_Required work_
The entries below should be given again exactly, minus their pictures.

=== Extracted records ===

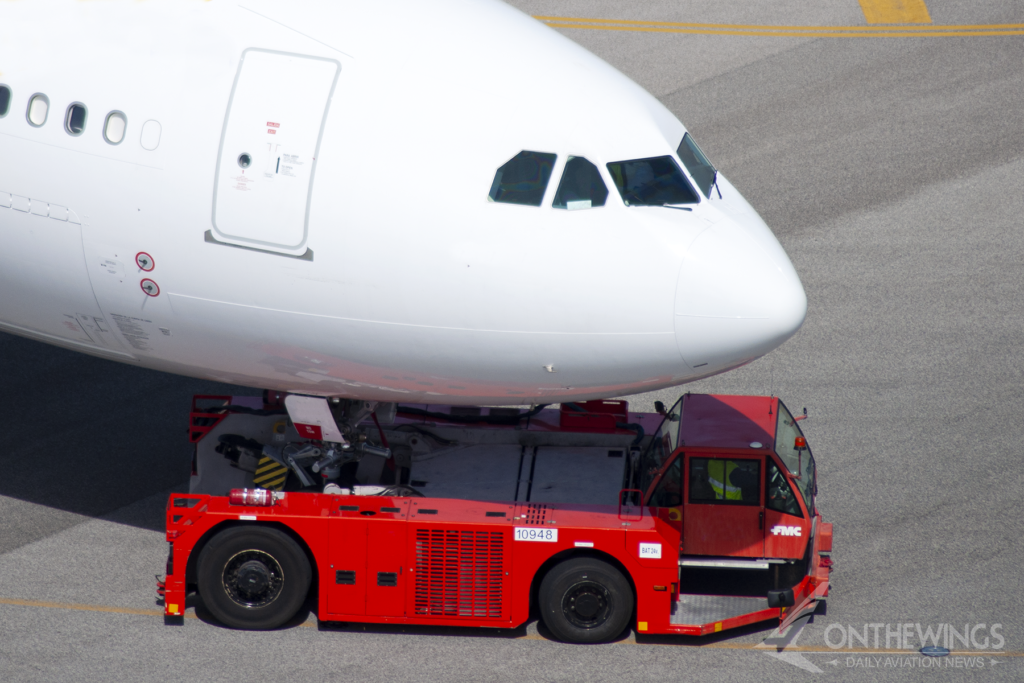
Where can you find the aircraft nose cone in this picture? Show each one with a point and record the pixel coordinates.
(737, 298)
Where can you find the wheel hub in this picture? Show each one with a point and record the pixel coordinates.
(586, 604)
(253, 579)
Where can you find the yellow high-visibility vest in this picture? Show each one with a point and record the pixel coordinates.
(718, 476)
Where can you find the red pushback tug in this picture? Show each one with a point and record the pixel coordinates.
(464, 516)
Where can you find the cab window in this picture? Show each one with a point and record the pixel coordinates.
(778, 494)
(662, 445)
(581, 186)
(654, 181)
(670, 489)
(4, 100)
(725, 481)
(522, 179)
(797, 459)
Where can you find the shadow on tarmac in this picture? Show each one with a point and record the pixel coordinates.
(88, 436)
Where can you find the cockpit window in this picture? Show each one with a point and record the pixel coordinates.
(39, 107)
(654, 181)
(4, 100)
(522, 179)
(702, 171)
(581, 186)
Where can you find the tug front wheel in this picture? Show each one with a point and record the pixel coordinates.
(253, 578)
(586, 600)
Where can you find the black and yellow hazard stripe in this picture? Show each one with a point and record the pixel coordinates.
(270, 474)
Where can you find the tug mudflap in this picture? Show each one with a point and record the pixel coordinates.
(814, 588)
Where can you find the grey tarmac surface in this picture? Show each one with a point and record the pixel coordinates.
(891, 170)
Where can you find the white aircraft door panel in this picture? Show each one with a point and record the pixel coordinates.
(268, 150)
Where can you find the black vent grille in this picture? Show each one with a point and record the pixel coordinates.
(459, 573)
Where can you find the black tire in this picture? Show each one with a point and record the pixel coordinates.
(253, 578)
(586, 600)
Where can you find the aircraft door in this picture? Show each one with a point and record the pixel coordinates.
(268, 151)
(723, 513)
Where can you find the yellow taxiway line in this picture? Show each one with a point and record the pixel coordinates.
(873, 31)
(714, 646)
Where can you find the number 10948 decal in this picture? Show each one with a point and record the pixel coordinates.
(534, 534)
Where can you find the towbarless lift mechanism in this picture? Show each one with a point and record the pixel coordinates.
(690, 521)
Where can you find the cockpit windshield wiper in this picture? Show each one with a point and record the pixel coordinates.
(714, 183)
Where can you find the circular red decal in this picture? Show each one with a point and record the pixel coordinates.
(151, 288)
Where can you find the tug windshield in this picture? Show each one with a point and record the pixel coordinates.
(662, 445)
(798, 461)
(655, 181)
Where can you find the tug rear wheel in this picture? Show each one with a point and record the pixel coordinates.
(586, 600)
(253, 578)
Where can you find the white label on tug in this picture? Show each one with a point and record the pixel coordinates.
(536, 534)
(650, 550)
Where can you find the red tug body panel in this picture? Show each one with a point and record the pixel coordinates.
(710, 501)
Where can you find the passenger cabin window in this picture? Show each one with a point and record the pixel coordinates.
(39, 107)
(114, 127)
(654, 181)
(779, 494)
(581, 186)
(75, 119)
(701, 170)
(725, 480)
(522, 179)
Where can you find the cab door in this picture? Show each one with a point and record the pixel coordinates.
(723, 506)
(787, 526)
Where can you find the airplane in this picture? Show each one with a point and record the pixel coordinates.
(400, 201)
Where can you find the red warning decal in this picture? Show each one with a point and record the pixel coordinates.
(309, 431)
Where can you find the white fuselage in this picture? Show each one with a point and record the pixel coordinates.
(356, 254)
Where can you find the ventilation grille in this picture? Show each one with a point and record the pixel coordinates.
(459, 573)
(535, 513)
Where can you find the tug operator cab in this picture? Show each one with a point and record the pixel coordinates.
(734, 474)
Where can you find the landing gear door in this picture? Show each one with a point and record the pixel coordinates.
(268, 151)
(723, 511)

===

_Correct result_
Where can you find the aircraft nose cone in this picture? Show each one with a point and record the pixel coordinates.
(737, 298)
Where can you find the wheel hub in this picture? Show each one with a point and record the pixel coordinates.
(586, 604)
(253, 579)
Where can you find the yellow high-visibility vest in this picture? Show each one with a point and record the pixel coordinates.
(718, 476)
Where can you find the red pushback tug in this picture? Show each one with a point and record the pixel coordinates.
(464, 516)
Where can you find the cab window in this picture? Show each one with a point and record the pixel coordinates.
(778, 494)
(662, 445)
(581, 186)
(654, 181)
(670, 489)
(4, 100)
(725, 481)
(522, 179)
(797, 459)
Where can you find the shadow on tarmac in this picture? Show each one with a point and record the pixel coordinates.
(88, 436)
Where can you find the cockpit window in this picture? Show each one with a point and record the pixel coordinates.
(39, 107)
(654, 181)
(4, 100)
(522, 179)
(702, 171)
(581, 186)
Where can you find the tug front wheel in this picture? Show each one with a point and record the pixel coordinates.
(253, 578)
(586, 600)
Where can you find the black and yellow hazard stripe in this picture? Show each one with a point and record the pixel coordinates.
(270, 474)
Where can you find the tug mudflap in this picture? Show each one with a point and record the pixel coordinates.
(814, 588)
Where can you find the grey tarmac surface in this picture? Show each one with a point and record the pixel coordinates.
(891, 170)
Where can you find the white aircraft door panel in this picture? Show each one with a point and record the pixel coordinates.
(268, 150)
Where can you find the black vent grille in this picture? Show each one with a point and record the pixel coordinates.
(459, 573)
Where can you find the black tire in this picture? Show each one with a point and record the pixel coordinates.
(253, 578)
(586, 600)
Where can you find the aircraft door in this picture? Show each one with a point and record the pixel coordinates.
(268, 151)
(723, 513)
Where can you find the yellow taxiway line in this picture? Show each one with a point and record the pixel coordinates.
(873, 31)
(714, 646)
Where can you find the number 10948 decal in this picture? Show each one with a point and record the pixel coordinates.
(534, 534)
Where can you find the towbarless lift mechanism in this picture? Show each one with a point and record the pixel coordinates.
(690, 521)
Where can you find the cockpit windshield wiper in this picture? Show each one with a point and record the pixel coordinates.
(714, 183)
Where can you find the circular red decal in this picture? Show each one with a point and record the pixel coordinates.
(151, 288)
Where can you find the tug windshield in this picture? Show each one with a point and record the pixel coordinates.
(662, 445)
(798, 461)
(655, 181)
Where can you find the tug rear wheel in this picture? Show each one with a point and record the pixel coordinates.
(586, 600)
(253, 578)
Where can you find the white label on tug in this picture? Show each one with a point and record the pixel coordinates.
(536, 534)
(650, 550)
Where can you find the red tug body panel in this picture? Show each one with a point and record the pixel coordinates.
(710, 501)
Where can you find the passenger cabin window in this picture? Show each one with a point and record the pixel coordinates.
(39, 107)
(114, 127)
(654, 181)
(779, 494)
(581, 186)
(75, 119)
(701, 170)
(725, 480)
(522, 179)
Where can you find the cab door in this picture? Show each one with a point and record the pixel coordinates.
(723, 506)
(787, 526)
Where can you find the airplane in this picture? Show each one with a point and record the pixel coordinates.
(400, 201)
Where can you find the red warning decal in this picture? Show each one with a point and record the pixel coordinates.
(309, 431)
Where can you find the white fuselage in this picture? Show each one with a point and record the pixel coordinates.
(356, 254)
Where can you find the ventilation grille in this picture? Show each one with a point and record the pixel coordinates.
(459, 573)
(535, 513)
Where can you find the tug operator cab in this picture? Show each one with a point and record the pixel coordinates.
(734, 474)
Where can you find the landing gear door in this picture? Show each one with a point and record the pixel coordinates.
(268, 151)
(723, 511)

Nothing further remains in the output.